#### Required work
Find every line in the material below that contains the string "field", matching case exactly, and copy each of those lines.

--------------------

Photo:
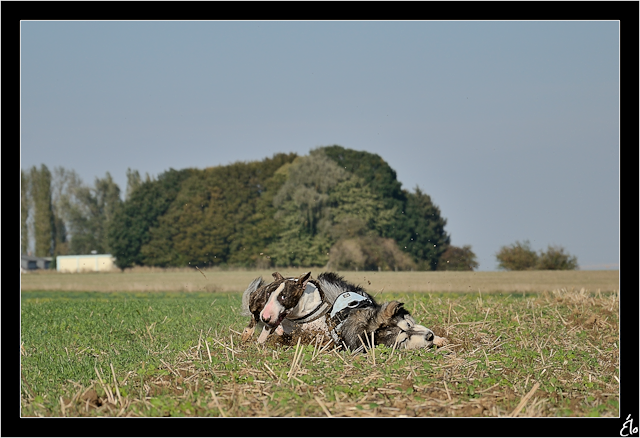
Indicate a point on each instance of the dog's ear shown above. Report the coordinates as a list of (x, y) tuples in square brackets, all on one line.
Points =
[(390, 309), (304, 277)]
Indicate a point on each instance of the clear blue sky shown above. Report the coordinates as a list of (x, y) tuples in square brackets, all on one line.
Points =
[(511, 127)]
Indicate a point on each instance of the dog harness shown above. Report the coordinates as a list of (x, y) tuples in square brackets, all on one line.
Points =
[(316, 313), (342, 307)]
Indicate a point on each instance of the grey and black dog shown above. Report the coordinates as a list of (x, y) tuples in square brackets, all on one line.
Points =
[(335, 307)]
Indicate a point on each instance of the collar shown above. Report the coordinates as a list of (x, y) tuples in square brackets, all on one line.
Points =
[(320, 310), (341, 309)]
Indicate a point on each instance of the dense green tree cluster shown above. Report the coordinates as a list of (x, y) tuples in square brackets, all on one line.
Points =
[(336, 207), (520, 257), (458, 259)]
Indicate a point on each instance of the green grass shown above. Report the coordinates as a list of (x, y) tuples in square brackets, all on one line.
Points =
[(178, 354)]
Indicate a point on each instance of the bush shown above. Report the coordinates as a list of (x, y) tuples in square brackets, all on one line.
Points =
[(556, 259), (517, 257), (457, 259), (520, 257)]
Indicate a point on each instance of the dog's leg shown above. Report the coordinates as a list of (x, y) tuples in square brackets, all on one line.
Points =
[(266, 331), (248, 331), (437, 340)]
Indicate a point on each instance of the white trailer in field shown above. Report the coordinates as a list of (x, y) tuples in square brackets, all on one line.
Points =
[(85, 263)]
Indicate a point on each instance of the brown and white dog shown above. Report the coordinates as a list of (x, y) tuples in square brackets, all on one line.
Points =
[(333, 306)]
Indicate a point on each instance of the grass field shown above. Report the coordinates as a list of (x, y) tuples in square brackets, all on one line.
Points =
[(545, 351)]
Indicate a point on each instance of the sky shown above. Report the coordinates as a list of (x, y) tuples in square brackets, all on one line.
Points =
[(512, 128)]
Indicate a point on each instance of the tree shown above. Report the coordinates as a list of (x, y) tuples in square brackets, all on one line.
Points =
[(517, 257), (455, 258), (130, 227), (556, 259), (416, 224), (87, 211), (419, 230), (25, 206), (43, 212), (133, 182)]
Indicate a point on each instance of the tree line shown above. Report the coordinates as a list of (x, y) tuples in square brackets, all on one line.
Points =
[(336, 207)]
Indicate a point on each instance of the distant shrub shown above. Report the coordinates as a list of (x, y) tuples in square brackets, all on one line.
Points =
[(457, 259), (520, 257), (556, 259), (517, 257)]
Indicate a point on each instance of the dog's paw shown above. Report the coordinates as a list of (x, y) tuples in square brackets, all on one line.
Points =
[(439, 342)]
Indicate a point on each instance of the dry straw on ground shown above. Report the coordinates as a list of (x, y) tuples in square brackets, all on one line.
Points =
[(279, 381)]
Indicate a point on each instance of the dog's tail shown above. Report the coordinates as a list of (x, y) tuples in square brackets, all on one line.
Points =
[(253, 286)]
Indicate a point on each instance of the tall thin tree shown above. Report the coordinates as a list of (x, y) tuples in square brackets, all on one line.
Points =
[(43, 211), (25, 201)]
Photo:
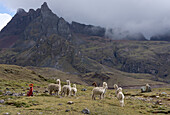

--------------------

#### Result for this task
Indicate a point on each instance of the white trailer in field shown above. Report the coordinates as a list of (x, y) tuples in square brackets, all on one line.
Indicate a point on each instance of the grass field shown above. Report the coordinates as a list of (x, y) tuples in square brackets, all on one line.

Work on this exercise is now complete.